WORK TO COMPLETE: Please retype the entries below exactly as they are written.

Collected data entries:
--------

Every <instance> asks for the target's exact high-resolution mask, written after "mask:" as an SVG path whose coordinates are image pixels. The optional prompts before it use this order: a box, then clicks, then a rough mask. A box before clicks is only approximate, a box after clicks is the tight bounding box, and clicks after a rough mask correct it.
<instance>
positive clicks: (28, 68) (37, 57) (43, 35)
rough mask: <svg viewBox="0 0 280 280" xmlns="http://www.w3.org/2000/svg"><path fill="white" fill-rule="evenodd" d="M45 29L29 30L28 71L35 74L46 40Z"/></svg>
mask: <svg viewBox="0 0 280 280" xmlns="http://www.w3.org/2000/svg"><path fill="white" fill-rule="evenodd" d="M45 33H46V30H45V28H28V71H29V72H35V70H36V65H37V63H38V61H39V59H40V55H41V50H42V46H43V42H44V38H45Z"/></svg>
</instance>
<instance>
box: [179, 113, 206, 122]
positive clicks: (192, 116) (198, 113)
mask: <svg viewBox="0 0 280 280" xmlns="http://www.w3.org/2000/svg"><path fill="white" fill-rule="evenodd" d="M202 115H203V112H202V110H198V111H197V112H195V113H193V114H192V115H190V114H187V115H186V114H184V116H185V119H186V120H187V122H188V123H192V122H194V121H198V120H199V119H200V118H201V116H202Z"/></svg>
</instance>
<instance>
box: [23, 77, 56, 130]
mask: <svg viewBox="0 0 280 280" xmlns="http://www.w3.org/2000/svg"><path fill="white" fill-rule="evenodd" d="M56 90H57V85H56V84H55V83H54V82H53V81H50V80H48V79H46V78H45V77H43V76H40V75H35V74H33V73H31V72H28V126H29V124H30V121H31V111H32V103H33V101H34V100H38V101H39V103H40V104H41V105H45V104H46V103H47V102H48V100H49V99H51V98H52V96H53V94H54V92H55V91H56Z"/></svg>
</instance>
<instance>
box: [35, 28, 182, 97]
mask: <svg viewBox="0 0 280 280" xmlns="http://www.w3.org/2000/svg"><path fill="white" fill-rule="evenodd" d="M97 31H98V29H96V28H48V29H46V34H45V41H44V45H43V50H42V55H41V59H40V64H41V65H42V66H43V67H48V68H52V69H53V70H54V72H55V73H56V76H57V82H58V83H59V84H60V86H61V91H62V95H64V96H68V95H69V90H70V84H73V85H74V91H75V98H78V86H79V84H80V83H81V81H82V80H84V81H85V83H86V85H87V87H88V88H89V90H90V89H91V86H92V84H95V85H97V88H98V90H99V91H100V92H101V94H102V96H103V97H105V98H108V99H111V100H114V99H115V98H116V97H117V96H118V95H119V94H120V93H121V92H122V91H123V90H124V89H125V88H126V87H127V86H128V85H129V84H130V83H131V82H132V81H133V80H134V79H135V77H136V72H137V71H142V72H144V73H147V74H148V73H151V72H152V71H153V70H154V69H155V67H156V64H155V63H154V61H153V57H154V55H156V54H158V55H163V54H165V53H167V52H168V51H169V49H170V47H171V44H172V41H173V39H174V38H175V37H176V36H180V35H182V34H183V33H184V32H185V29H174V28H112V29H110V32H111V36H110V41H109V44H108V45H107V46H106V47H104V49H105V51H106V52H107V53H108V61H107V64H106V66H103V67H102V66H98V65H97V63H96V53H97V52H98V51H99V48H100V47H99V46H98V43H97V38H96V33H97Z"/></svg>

--------

EXPECTED OUTPUT:
Every <instance> asks for the target's exact high-resolution mask, written after "mask:" as an SVG path whose coordinates are image pixels. The optional prompts before it use this order: a box, then clicks, then a rough mask. A box before clicks is only approximate, a box after clicks is the tight bounding box, and clicks after a rough mask correct it.
<instance>
positive clicks: (28, 68) (37, 57) (43, 35)
rough mask: <svg viewBox="0 0 280 280" xmlns="http://www.w3.org/2000/svg"><path fill="white" fill-rule="evenodd" d="M45 29L29 30L28 71L35 74L46 40Z"/></svg>
mask: <svg viewBox="0 0 280 280" xmlns="http://www.w3.org/2000/svg"><path fill="white" fill-rule="evenodd" d="M45 33H46V30H45V28H28V71H29V72H35V70H36V65H37V63H38V61H39V59H40V55H41V50H42V46H43V42H44V38H45Z"/></svg>
</instance>
<instance>
box: [179, 113, 206, 122]
positive clicks: (192, 116) (198, 113)
mask: <svg viewBox="0 0 280 280" xmlns="http://www.w3.org/2000/svg"><path fill="white" fill-rule="evenodd" d="M202 115H203V112H202V110H198V111H197V112H195V113H193V114H192V115H190V114H187V115H186V114H184V116H185V119H186V120H187V122H188V123H192V122H194V121H198V120H199V119H200V118H201V116H202Z"/></svg>
</instance>
<instance>
box: [23, 77, 56, 130]
mask: <svg viewBox="0 0 280 280" xmlns="http://www.w3.org/2000/svg"><path fill="white" fill-rule="evenodd" d="M56 90H57V85H56V84H55V83H54V82H53V81H50V80H48V79H46V78H45V77H43V76H40V75H35V74H33V73H31V72H28V126H29V124H30V121H31V111H32V103H33V101H34V100H38V101H39V103H40V104H41V105H45V104H46V103H47V102H48V100H49V99H51V98H52V96H53V94H54V92H55V91H56Z"/></svg>
</instance>
<instance>
box: [35, 28, 182, 97]
mask: <svg viewBox="0 0 280 280" xmlns="http://www.w3.org/2000/svg"><path fill="white" fill-rule="evenodd" d="M97 31H98V29H96V28H48V29H46V34H45V41H44V45H43V50H42V55H41V59H40V64H41V65H42V66H43V67H48V68H52V69H53V70H54V72H55V73H56V76H57V82H58V83H59V84H60V86H61V91H62V95H64V96H68V95H69V90H70V84H73V85H74V91H75V98H78V86H79V84H80V83H81V81H82V80H84V81H85V83H86V85H87V87H88V88H89V90H90V89H91V86H92V84H95V85H97V88H98V90H99V91H100V92H101V94H102V96H103V97H105V98H108V99H111V100H114V99H115V98H116V97H117V96H118V95H119V94H120V93H121V92H122V91H123V90H124V89H125V88H126V87H127V86H128V85H129V84H130V83H131V82H132V81H133V80H134V79H135V77H136V72H137V71H142V72H144V73H147V74H148V73H151V72H152V71H153V70H154V69H155V67H156V64H155V63H154V61H153V57H154V55H156V54H158V55H163V54H165V53H167V52H168V51H169V49H170V47H171V44H172V41H173V39H174V38H175V37H176V36H180V35H182V34H183V33H184V32H185V29H174V28H112V29H110V32H111V36H110V41H109V44H108V45H107V46H106V47H104V49H105V51H106V52H107V53H108V61H107V64H106V66H103V67H102V66H98V65H97V63H96V53H97V52H98V51H99V48H100V47H99V46H98V43H97V38H96V33H97Z"/></svg>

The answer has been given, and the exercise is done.